▶ [PASSAGE FOR REVIEW]
===

Smart Populism Is More Dangerous Than We Think

Populism is becoming more and more diverse. Long gone are the days when it was a domain of foul-mouthed plebeian old codgers giving voice to popular opinion. A new variety of this political perennial is trying to win our attention.

In our post-truth era, sated consumers are growing more and more fond of entertainers. We have no more capacity to think, evaluate and scrutinize. Simpleness, a solution in two clauses, attracting attention and moving on quickly – that is what we want. Thus, traditional doctors become replaced by psychosomatic doctors, psychologists by motivation speakers, writers by producers of superficially appealing clichés – and regular populists are replaced by populists 2.0, i.e. by smart populists.

Smart populists do not rival the traditional ones. They focus their attention on a different, more educated group of voters. Voters who will not settle for “it’s all EU’s fault” but who want to know “why it’s all EU’s fault”. Smart populists’ fans are people craving interpretations – but only in the context of the quick, emotional and superficial post-truth era. They are not interested in contradicting facts, in visions that sometimes get fulfilled and sometimes do not, i.e. they are not interested in a complex reality. Stuffing their faces with pre-election goulash (pork barrel) is not enough. Smart populists’ fans also need interpretations that that will on one hand justify their latent xenophobia and/or lack of success in their lives, and that will on the other hand help them not sound really dumb or openly racist, as they do not want to make fools of themselves in front of people they know.

Smart populists respond to this demand with producing theories that are complex enough to be taken seriously by the fans and at the same time simple enough for the fans to understand and accept them as an explanation. Thus they ridicule the way ordinary, complex, erring, “harmful” politicians work. The skilful ones will make use of any suitable banality – for example the Pareto’s Principle.

In the Czech Republic, smart-populism career seems to appeal mainly to aging non-political experts, who have become famous through popularizing their field in the media and have the right psychological breeding ground inside them. We would not believe a successful greengrocer. But a political scientist? An economist? A geologist? A doctor?

===

▶ [WORK REQUEST 1] Edit the essay on smart populism from "Smart populists respond" to "geologist? A doctor?", putting "sociologist" in place of "political scientist".
▶ [WORK REQUEST 2] According to the essay on smart populism, who in the Czech Republic seems most drawn to a smart-populism career?
▶ [WORK REQUEST 3] Continue the essay on smart populism from its last sentence.

Entries drawn from a collection:
===

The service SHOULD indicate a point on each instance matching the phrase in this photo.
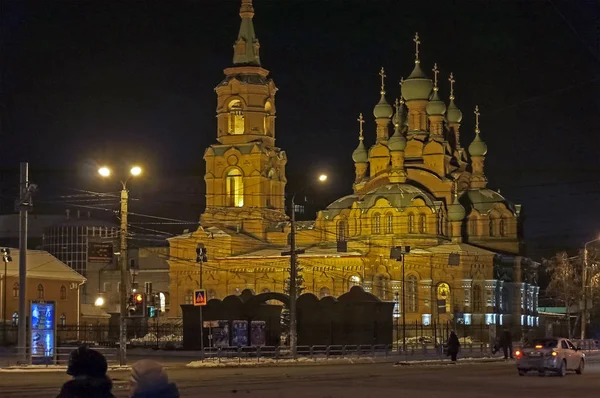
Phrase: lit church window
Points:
(235, 188)
(236, 117)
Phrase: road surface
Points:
(329, 381)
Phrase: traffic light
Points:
(137, 304)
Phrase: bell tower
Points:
(245, 171)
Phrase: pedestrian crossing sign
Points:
(199, 297)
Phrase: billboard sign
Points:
(43, 328)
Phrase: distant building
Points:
(48, 279)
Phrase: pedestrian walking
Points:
(506, 343)
(88, 368)
(149, 380)
(453, 346)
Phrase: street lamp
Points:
(585, 287)
(293, 274)
(133, 172)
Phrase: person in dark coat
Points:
(453, 346)
(149, 380)
(506, 343)
(88, 368)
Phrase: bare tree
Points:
(565, 283)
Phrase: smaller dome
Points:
(456, 211)
(383, 110)
(417, 86)
(477, 147)
(397, 142)
(360, 154)
(454, 115)
(436, 106)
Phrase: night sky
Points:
(88, 82)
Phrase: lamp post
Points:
(133, 172)
(585, 286)
(294, 274)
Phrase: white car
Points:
(551, 354)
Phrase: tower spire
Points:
(246, 47)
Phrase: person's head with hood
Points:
(149, 379)
(88, 368)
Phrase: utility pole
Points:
(293, 277)
(124, 278)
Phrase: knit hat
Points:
(87, 362)
(147, 375)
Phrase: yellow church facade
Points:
(415, 187)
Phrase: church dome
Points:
(360, 154)
(456, 211)
(397, 142)
(454, 115)
(477, 147)
(435, 106)
(399, 195)
(417, 86)
(383, 110)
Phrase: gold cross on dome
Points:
(383, 76)
(436, 71)
(417, 42)
(452, 81)
(360, 121)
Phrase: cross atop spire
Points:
(360, 123)
(383, 76)
(436, 71)
(417, 42)
(452, 81)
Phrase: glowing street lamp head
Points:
(104, 171)
(136, 171)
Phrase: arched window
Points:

===

▶ [EXPECTED ANSWER 1]
Smart populists respond to this demand with producing theories that are complex enough to be taken seriously by the fans and at the same time simple enough for the fans to understand and accept them as an explanation. Thus they ridicule the way ordinary, complex, erring, “harmful” politicians work. The skilful ones will make use of any suitable banality – for example the Pareto’s Principle.

In the Czech Republic, smart-populism career seems to appeal mainly to aging non-political experts, who have become famous through popularizing their field in the media and have the right psychological breeding ground inside them. We would not believe a successful greengrocer. But a sociologist? An economist? A geologist? A doctor?

▶ [EXPECTED ANSWER 2] Aging non-political experts who became famous by popularizing their field in the media.

▶ [EXPECTED ANSWER 3]
The psychological breeding ground consists of a mixture of personal frustration, professional failures, lack of fame and fading energy, symptoms of late midlife, typical age of the new smart populists. They project the symptoms to the world they live in. When interviewed in the media, they cast collages of associations of changeable intellectual value and pass them off as polymathic knowledge. And so we learn that Barbarians are at the gate of Rome, what it has to do with human brain, how Bata would sort it all out, what Aquinas would say and why Muslims are sexual deviants. As a result, you get not the usual racism but a parlour, justified racism.

The world is not troubled more than it was 30, 50 or 100 ago. It is just the people spreading the new apocalypse growing old, experiencing failures in life and unable to find sense of their living, blaming it all on this world. In this, they are just like their fans who are not primarily interested in jihadists’ mentality but why their own lives are not as easy as they would wish and who is to blame.

Smart populism appeals to formally educated voters, who crave to understand the world and are psychologically hungry to find out why their uncultivated souls make them feel uncomfortable and insecure. For this reason, smart-populism is not for Sladek fans who settled for shouting at demonstrations but for the middle-class people. Not only nobody in current politics appeals to this group, but the most important decision makers come from this group. Thus smart populism is not dangerous in what it say but in who it appeals to.